**Assignment**.
Within the listing below, locate all lines containing the word "grass". Copy each one.

______

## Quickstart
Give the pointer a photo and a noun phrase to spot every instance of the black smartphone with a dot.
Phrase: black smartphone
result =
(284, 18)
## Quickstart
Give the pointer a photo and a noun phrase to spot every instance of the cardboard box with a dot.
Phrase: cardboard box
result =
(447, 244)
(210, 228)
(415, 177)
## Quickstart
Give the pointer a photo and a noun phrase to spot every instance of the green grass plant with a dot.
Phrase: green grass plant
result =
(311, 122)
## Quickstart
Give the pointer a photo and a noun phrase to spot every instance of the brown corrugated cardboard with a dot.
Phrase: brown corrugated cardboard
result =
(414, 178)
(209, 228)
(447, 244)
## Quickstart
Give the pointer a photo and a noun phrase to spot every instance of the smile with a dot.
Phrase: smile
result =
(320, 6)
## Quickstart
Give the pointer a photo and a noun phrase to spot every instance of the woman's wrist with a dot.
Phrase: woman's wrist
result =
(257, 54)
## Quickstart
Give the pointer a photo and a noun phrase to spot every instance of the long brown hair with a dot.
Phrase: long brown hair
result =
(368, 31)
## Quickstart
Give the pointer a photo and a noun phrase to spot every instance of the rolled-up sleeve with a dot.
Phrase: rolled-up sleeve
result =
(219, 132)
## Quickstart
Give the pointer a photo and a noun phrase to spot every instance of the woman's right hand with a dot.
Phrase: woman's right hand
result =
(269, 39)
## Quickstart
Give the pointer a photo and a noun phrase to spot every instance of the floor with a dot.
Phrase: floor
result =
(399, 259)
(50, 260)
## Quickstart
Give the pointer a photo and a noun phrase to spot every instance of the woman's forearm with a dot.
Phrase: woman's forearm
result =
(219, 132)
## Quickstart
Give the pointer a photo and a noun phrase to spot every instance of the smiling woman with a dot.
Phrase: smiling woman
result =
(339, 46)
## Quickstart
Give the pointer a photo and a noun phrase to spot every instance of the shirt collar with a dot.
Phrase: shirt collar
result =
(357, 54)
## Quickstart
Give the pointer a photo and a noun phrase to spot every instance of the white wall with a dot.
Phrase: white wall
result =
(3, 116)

______

**Exercise solution**.
Give the pointer a photo and a noun phrase to spot every instance of the green grass plant with a dot.
Phrase: green grass plant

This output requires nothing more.